DATASET CONTENT:
↓↓↓
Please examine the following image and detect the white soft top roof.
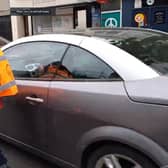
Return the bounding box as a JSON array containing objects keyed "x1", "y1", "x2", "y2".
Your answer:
[{"x1": 2, "y1": 34, "x2": 159, "y2": 81}]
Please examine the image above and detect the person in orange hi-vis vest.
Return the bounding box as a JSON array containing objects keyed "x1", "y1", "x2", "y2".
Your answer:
[{"x1": 0, "y1": 50, "x2": 18, "y2": 168}]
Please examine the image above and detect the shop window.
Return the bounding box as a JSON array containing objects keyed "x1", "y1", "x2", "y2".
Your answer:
[{"x1": 101, "y1": 0, "x2": 120, "y2": 11}]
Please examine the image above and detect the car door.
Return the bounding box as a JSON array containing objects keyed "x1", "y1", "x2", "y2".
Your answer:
[
  {"x1": 47, "y1": 46, "x2": 124, "y2": 163},
  {"x1": 0, "y1": 41, "x2": 67, "y2": 151}
]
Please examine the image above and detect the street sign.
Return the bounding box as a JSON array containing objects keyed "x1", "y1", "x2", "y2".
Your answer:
[
  {"x1": 101, "y1": 11, "x2": 121, "y2": 28},
  {"x1": 134, "y1": 13, "x2": 145, "y2": 23}
]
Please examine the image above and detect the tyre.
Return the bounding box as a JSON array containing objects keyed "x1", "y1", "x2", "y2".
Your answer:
[{"x1": 86, "y1": 144, "x2": 159, "y2": 168}]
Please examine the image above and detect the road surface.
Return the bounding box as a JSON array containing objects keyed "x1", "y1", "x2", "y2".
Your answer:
[{"x1": 0, "y1": 140, "x2": 58, "y2": 168}]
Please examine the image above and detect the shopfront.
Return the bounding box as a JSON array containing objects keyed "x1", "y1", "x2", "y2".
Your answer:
[
  {"x1": 11, "y1": 1, "x2": 101, "y2": 36},
  {"x1": 123, "y1": 0, "x2": 168, "y2": 32},
  {"x1": 99, "y1": 0, "x2": 122, "y2": 28}
]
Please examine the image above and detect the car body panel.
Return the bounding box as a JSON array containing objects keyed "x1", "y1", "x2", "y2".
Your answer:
[
  {"x1": 125, "y1": 76, "x2": 168, "y2": 105},
  {"x1": 0, "y1": 80, "x2": 49, "y2": 150},
  {"x1": 47, "y1": 81, "x2": 126, "y2": 162},
  {"x1": 0, "y1": 30, "x2": 168, "y2": 167}
]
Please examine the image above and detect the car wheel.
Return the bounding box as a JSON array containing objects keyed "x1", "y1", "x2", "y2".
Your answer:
[{"x1": 86, "y1": 144, "x2": 159, "y2": 168}]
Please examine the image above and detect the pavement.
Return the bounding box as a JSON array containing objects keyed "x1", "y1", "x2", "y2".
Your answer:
[{"x1": 0, "y1": 140, "x2": 58, "y2": 168}]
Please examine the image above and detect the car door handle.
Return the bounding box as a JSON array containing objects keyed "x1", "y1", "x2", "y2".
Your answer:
[{"x1": 25, "y1": 96, "x2": 44, "y2": 103}]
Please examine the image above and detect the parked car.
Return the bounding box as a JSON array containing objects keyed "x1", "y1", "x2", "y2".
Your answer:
[
  {"x1": 0, "y1": 28, "x2": 168, "y2": 168},
  {"x1": 0, "y1": 36, "x2": 9, "y2": 47}
]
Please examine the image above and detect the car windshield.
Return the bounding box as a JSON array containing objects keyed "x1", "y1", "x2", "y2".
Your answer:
[{"x1": 92, "y1": 30, "x2": 168, "y2": 74}]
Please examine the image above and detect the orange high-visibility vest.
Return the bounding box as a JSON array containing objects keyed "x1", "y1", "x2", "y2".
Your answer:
[{"x1": 0, "y1": 50, "x2": 18, "y2": 97}]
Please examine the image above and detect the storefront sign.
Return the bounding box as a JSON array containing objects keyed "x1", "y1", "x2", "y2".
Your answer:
[
  {"x1": 135, "y1": 13, "x2": 145, "y2": 23},
  {"x1": 154, "y1": 11, "x2": 166, "y2": 24},
  {"x1": 101, "y1": 11, "x2": 121, "y2": 28},
  {"x1": 11, "y1": 8, "x2": 52, "y2": 16},
  {"x1": 96, "y1": 0, "x2": 108, "y2": 4}
]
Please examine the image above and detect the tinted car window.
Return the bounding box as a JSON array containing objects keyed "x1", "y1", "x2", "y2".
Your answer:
[
  {"x1": 58, "y1": 46, "x2": 120, "y2": 79},
  {"x1": 95, "y1": 29, "x2": 168, "y2": 74},
  {"x1": 5, "y1": 42, "x2": 67, "y2": 79}
]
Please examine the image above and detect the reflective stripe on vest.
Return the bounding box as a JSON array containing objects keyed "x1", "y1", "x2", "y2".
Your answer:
[
  {"x1": 0, "y1": 56, "x2": 7, "y2": 61},
  {"x1": 0, "y1": 50, "x2": 18, "y2": 97},
  {"x1": 0, "y1": 81, "x2": 16, "y2": 91}
]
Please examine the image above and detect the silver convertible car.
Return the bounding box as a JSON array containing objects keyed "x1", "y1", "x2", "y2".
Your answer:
[{"x1": 0, "y1": 28, "x2": 168, "y2": 168}]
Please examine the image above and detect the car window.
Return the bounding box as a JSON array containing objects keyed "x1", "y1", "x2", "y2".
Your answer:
[
  {"x1": 57, "y1": 46, "x2": 120, "y2": 80},
  {"x1": 5, "y1": 42, "x2": 67, "y2": 79},
  {"x1": 94, "y1": 29, "x2": 168, "y2": 75}
]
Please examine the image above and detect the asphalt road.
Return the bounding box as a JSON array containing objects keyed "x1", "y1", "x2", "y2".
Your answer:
[{"x1": 0, "y1": 140, "x2": 58, "y2": 168}]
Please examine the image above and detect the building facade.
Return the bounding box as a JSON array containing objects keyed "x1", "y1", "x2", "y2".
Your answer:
[
  {"x1": 0, "y1": 0, "x2": 12, "y2": 40},
  {"x1": 10, "y1": 0, "x2": 100, "y2": 39},
  {"x1": 122, "y1": 0, "x2": 168, "y2": 32}
]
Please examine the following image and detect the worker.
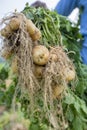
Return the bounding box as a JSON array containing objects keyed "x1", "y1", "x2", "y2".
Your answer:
[{"x1": 55, "y1": 0, "x2": 87, "y2": 65}]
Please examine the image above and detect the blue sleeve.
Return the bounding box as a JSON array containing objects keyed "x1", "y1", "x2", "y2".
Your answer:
[{"x1": 55, "y1": 0, "x2": 78, "y2": 16}]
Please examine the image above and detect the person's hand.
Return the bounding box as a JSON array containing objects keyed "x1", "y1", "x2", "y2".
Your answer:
[{"x1": 80, "y1": 46, "x2": 87, "y2": 65}]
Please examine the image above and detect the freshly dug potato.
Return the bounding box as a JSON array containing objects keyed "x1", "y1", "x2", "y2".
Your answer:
[
  {"x1": 1, "y1": 18, "x2": 20, "y2": 37},
  {"x1": 50, "y1": 54, "x2": 57, "y2": 62},
  {"x1": 34, "y1": 65, "x2": 45, "y2": 79},
  {"x1": 53, "y1": 85, "x2": 65, "y2": 99},
  {"x1": 32, "y1": 45, "x2": 49, "y2": 65},
  {"x1": 26, "y1": 19, "x2": 41, "y2": 41},
  {"x1": 1, "y1": 49, "x2": 13, "y2": 60},
  {"x1": 64, "y1": 68, "x2": 76, "y2": 82}
]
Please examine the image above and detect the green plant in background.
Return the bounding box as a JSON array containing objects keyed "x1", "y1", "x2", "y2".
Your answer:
[{"x1": 0, "y1": 5, "x2": 87, "y2": 130}]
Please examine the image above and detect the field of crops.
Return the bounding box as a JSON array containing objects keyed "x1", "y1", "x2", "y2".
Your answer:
[{"x1": 0, "y1": 4, "x2": 87, "y2": 130}]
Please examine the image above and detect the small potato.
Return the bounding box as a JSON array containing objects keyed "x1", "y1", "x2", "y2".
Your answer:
[{"x1": 33, "y1": 45, "x2": 49, "y2": 65}]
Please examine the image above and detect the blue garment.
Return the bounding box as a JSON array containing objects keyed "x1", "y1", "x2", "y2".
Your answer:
[{"x1": 55, "y1": 0, "x2": 87, "y2": 64}]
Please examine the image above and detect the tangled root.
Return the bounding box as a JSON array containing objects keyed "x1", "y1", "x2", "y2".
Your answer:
[{"x1": 2, "y1": 13, "x2": 75, "y2": 130}]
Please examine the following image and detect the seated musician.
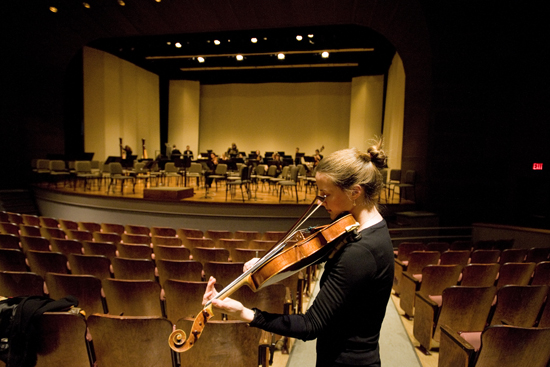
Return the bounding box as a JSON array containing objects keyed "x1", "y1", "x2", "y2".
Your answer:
[{"x1": 203, "y1": 142, "x2": 394, "y2": 367}]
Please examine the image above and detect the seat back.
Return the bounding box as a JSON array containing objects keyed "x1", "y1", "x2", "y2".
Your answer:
[
  {"x1": 35, "y1": 312, "x2": 91, "y2": 367},
  {"x1": 499, "y1": 248, "x2": 527, "y2": 265},
  {"x1": 109, "y1": 162, "x2": 123, "y2": 176},
  {"x1": 74, "y1": 161, "x2": 92, "y2": 174},
  {"x1": 117, "y1": 243, "x2": 153, "y2": 260},
  {"x1": 397, "y1": 242, "x2": 426, "y2": 261},
  {"x1": 497, "y1": 262, "x2": 536, "y2": 288},
  {"x1": 92, "y1": 232, "x2": 122, "y2": 244},
  {"x1": 0, "y1": 233, "x2": 20, "y2": 250},
  {"x1": 404, "y1": 170, "x2": 416, "y2": 185},
  {"x1": 156, "y1": 259, "x2": 202, "y2": 285},
  {"x1": 439, "y1": 250, "x2": 470, "y2": 267},
  {"x1": 0, "y1": 271, "x2": 43, "y2": 297},
  {"x1": 426, "y1": 242, "x2": 451, "y2": 254},
  {"x1": 191, "y1": 247, "x2": 229, "y2": 265},
  {"x1": 407, "y1": 251, "x2": 441, "y2": 274},
  {"x1": 531, "y1": 261, "x2": 550, "y2": 286},
  {"x1": 525, "y1": 247, "x2": 550, "y2": 263},
  {"x1": 50, "y1": 238, "x2": 82, "y2": 257},
  {"x1": 436, "y1": 286, "x2": 496, "y2": 341},
  {"x1": 120, "y1": 233, "x2": 151, "y2": 246},
  {"x1": 151, "y1": 227, "x2": 178, "y2": 237},
  {"x1": 66, "y1": 230, "x2": 94, "y2": 241},
  {"x1": 78, "y1": 222, "x2": 101, "y2": 232},
  {"x1": 419, "y1": 265, "x2": 462, "y2": 296},
  {"x1": 101, "y1": 278, "x2": 162, "y2": 317},
  {"x1": 203, "y1": 261, "x2": 244, "y2": 287},
  {"x1": 26, "y1": 250, "x2": 68, "y2": 278},
  {"x1": 475, "y1": 325, "x2": 550, "y2": 367},
  {"x1": 231, "y1": 248, "x2": 267, "y2": 263},
  {"x1": 45, "y1": 273, "x2": 107, "y2": 315},
  {"x1": 489, "y1": 285, "x2": 548, "y2": 327},
  {"x1": 88, "y1": 315, "x2": 172, "y2": 367},
  {"x1": 153, "y1": 244, "x2": 191, "y2": 261},
  {"x1": 162, "y1": 279, "x2": 218, "y2": 324},
  {"x1": 69, "y1": 254, "x2": 112, "y2": 280},
  {"x1": 82, "y1": 241, "x2": 117, "y2": 261},
  {"x1": 112, "y1": 257, "x2": 156, "y2": 281},
  {"x1": 100, "y1": 223, "x2": 124, "y2": 235},
  {"x1": 460, "y1": 263, "x2": 500, "y2": 287},
  {"x1": 176, "y1": 319, "x2": 261, "y2": 367},
  {"x1": 151, "y1": 236, "x2": 183, "y2": 247},
  {"x1": 124, "y1": 224, "x2": 151, "y2": 236}
]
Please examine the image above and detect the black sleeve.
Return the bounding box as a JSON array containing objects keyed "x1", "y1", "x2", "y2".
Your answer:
[{"x1": 250, "y1": 244, "x2": 376, "y2": 340}]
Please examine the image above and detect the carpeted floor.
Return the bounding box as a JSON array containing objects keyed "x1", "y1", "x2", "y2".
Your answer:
[{"x1": 286, "y1": 268, "x2": 422, "y2": 367}]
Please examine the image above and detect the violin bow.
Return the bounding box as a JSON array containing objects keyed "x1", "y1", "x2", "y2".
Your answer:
[{"x1": 168, "y1": 196, "x2": 326, "y2": 353}]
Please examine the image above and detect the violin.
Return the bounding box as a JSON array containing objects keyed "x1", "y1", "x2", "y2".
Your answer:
[
  {"x1": 141, "y1": 139, "x2": 147, "y2": 159},
  {"x1": 168, "y1": 196, "x2": 359, "y2": 352}
]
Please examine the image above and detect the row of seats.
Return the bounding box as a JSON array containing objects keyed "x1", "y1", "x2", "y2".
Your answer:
[
  {"x1": 11, "y1": 312, "x2": 272, "y2": 367},
  {"x1": 394, "y1": 241, "x2": 550, "y2": 367}
]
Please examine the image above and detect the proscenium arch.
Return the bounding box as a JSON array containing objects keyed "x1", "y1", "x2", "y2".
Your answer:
[{"x1": 5, "y1": 0, "x2": 432, "y2": 207}]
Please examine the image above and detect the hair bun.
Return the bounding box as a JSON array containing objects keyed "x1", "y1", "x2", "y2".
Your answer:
[{"x1": 367, "y1": 142, "x2": 388, "y2": 169}]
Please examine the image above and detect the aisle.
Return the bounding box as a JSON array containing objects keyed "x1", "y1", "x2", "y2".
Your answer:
[{"x1": 286, "y1": 270, "x2": 422, "y2": 367}]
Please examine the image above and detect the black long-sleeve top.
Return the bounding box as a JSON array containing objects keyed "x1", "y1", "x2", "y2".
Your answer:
[{"x1": 250, "y1": 220, "x2": 394, "y2": 367}]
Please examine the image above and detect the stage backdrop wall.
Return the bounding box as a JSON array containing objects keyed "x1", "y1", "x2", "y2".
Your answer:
[
  {"x1": 83, "y1": 47, "x2": 160, "y2": 161},
  {"x1": 199, "y1": 83, "x2": 351, "y2": 155}
]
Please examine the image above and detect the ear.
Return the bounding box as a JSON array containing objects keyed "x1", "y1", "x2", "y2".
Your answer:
[{"x1": 351, "y1": 185, "x2": 363, "y2": 200}]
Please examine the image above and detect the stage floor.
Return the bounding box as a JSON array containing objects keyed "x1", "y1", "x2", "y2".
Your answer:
[
  {"x1": 33, "y1": 180, "x2": 415, "y2": 232},
  {"x1": 37, "y1": 179, "x2": 406, "y2": 205}
]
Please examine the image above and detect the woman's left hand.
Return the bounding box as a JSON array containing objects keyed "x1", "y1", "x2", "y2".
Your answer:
[{"x1": 202, "y1": 277, "x2": 254, "y2": 322}]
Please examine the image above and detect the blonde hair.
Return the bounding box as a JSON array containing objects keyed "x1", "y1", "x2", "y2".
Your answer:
[{"x1": 316, "y1": 140, "x2": 387, "y2": 208}]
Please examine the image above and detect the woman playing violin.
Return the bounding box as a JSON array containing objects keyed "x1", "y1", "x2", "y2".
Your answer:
[{"x1": 204, "y1": 142, "x2": 394, "y2": 367}]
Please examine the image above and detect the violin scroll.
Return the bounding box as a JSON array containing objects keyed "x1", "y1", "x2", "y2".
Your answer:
[{"x1": 168, "y1": 306, "x2": 214, "y2": 353}]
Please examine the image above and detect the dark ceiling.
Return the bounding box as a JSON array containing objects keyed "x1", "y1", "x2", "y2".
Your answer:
[{"x1": 89, "y1": 26, "x2": 395, "y2": 84}]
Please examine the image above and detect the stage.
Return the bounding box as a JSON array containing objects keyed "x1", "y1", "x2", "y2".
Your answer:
[{"x1": 33, "y1": 180, "x2": 415, "y2": 232}]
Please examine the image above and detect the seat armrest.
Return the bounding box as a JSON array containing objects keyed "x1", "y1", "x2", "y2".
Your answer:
[
  {"x1": 438, "y1": 325, "x2": 475, "y2": 367},
  {"x1": 416, "y1": 292, "x2": 439, "y2": 310},
  {"x1": 258, "y1": 330, "x2": 273, "y2": 367},
  {"x1": 403, "y1": 271, "x2": 420, "y2": 290}
]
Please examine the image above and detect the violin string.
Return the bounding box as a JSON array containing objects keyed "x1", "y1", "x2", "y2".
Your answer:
[{"x1": 204, "y1": 196, "x2": 326, "y2": 308}]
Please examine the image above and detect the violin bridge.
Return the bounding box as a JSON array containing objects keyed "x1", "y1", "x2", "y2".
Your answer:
[{"x1": 345, "y1": 222, "x2": 359, "y2": 233}]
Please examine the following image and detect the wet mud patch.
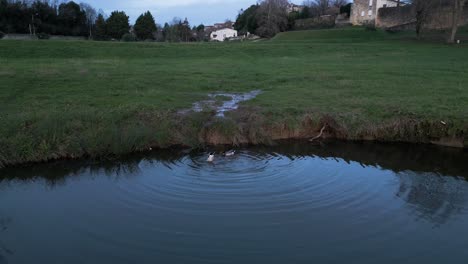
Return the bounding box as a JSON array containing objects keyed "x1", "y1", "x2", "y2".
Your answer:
[{"x1": 179, "y1": 90, "x2": 261, "y2": 117}]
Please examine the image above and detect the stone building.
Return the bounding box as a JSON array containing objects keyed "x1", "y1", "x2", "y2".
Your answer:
[{"x1": 350, "y1": 0, "x2": 398, "y2": 25}]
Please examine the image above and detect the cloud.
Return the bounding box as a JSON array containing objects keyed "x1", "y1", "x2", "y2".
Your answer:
[{"x1": 118, "y1": 0, "x2": 245, "y2": 9}]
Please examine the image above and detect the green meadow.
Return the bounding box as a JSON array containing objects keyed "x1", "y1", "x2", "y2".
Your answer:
[{"x1": 0, "y1": 28, "x2": 468, "y2": 166}]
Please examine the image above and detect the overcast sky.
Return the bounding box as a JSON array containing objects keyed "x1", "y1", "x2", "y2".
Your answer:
[{"x1": 83, "y1": 0, "x2": 301, "y2": 25}]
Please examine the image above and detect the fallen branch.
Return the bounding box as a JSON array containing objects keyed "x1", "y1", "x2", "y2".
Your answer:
[{"x1": 309, "y1": 125, "x2": 327, "y2": 142}]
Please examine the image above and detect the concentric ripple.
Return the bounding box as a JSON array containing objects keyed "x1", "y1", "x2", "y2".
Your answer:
[{"x1": 0, "y1": 144, "x2": 468, "y2": 263}]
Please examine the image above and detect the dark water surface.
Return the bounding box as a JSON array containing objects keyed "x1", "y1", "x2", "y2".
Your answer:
[{"x1": 0, "y1": 142, "x2": 468, "y2": 264}]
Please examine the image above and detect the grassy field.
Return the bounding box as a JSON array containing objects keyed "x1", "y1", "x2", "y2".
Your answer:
[{"x1": 0, "y1": 28, "x2": 468, "y2": 166}]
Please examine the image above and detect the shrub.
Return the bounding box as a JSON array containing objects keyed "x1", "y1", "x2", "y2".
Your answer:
[
  {"x1": 122, "y1": 33, "x2": 136, "y2": 42},
  {"x1": 37, "y1": 33, "x2": 50, "y2": 39},
  {"x1": 364, "y1": 23, "x2": 377, "y2": 31}
]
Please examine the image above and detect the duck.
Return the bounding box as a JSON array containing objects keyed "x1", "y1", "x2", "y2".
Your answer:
[
  {"x1": 206, "y1": 152, "x2": 214, "y2": 162},
  {"x1": 224, "y1": 150, "x2": 236, "y2": 157}
]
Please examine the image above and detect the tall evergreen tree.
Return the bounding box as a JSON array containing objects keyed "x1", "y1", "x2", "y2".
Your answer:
[
  {"x1": 94, "y1": 14, "x2": 108, "y2": 40},
  {"x1": 134, "y1": 11, "x2": 157, "y2": 40},
  {"x1": 106, "y1": 11, "x2": 130, "y2": 40},
  {"x1": 58, "y1": 1, "x2": 88, "y2": 36}
]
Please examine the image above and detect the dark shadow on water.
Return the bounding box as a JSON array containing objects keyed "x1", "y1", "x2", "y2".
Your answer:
[
  {"x1": 0, "y1": 216, "x2": 13, "y2": 264},
  {"x1": 0, "y1": 141, "x2": 468, "y2": 227},
  {"x1": 0, "y1": 141, "x2": 468, "y2": 185}
]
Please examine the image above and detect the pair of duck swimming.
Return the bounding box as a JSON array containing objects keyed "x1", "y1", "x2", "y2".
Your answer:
[{"x1": 206, "y1": 150, "x2": 236, "y2": 162}]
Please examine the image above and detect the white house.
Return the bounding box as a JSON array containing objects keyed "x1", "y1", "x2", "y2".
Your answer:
[
  {"x1": 210, "y1": 28, "x2": 237, "y2": 41},
  {"x1": 351, "y1": 0, "x2": 398, "y2": 25}
]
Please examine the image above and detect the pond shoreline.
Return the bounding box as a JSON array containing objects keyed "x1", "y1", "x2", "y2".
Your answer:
[{"x1": 0, "y1": 108, "x2": 468, "y2": 169}]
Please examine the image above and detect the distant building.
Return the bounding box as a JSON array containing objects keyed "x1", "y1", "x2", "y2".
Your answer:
[
  {"x1": 350, "y1": 0, "x2": 399, "y2": 25},
  {"x1": 210, "y1": 28, "x2": 237, "y2": 41}
]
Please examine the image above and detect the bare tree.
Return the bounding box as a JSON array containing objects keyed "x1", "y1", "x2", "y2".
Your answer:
[
  {"x1": 257, "y1": 0, "x2": 289, "y2": 37},
  {"x1": 448, "y1": 0, "x2": 467, "y2": 43},
  {"x1": 80, "y1": 3, "x2": 98, "y2": 39},
  {"x1": 412, "y1": 0, "x2": 439, "y2": 38}
]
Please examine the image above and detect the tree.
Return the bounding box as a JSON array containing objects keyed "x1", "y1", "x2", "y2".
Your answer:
[
  {"x1": 80, "y1": 3, "x2": 97, "y2": 39},
  {"x1": 31, "y1": 1, "x2": 58, "y2": 34},
  {"x1": 234, "y1": 5, "x2": 259, "y2": 35},
  {"x1": 134, "y1": 11, "x2": 157, "y2": 40},
  {"x1": 106, "y1": 11, "x2": 130, "y2": 40},
  {"x1": 447, "y1": 0, "x2": 467, "y2": 43},
  {"x1": 94, "y1": 14, "x2": 108, "y2": 40},
  {"x1": 58, "y1": 1, "x2": 88, "y2": 36},
  {"x1": 257, "y1": 0, "x2": 289, "y2": 38},
  {"x1": 192, "y1": 24, "x2": 206, "y2": 41}
]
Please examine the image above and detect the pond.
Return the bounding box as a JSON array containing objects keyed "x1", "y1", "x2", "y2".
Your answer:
↑↑↑
EXERCISE DIRECTIONS: Identify every line in the records above that contains the word "blue", and copy each such line in full.

TASK OUTPUT:
Please examine the image above and detect the blue sleeve.
Please examine the image above and detect the blue garment.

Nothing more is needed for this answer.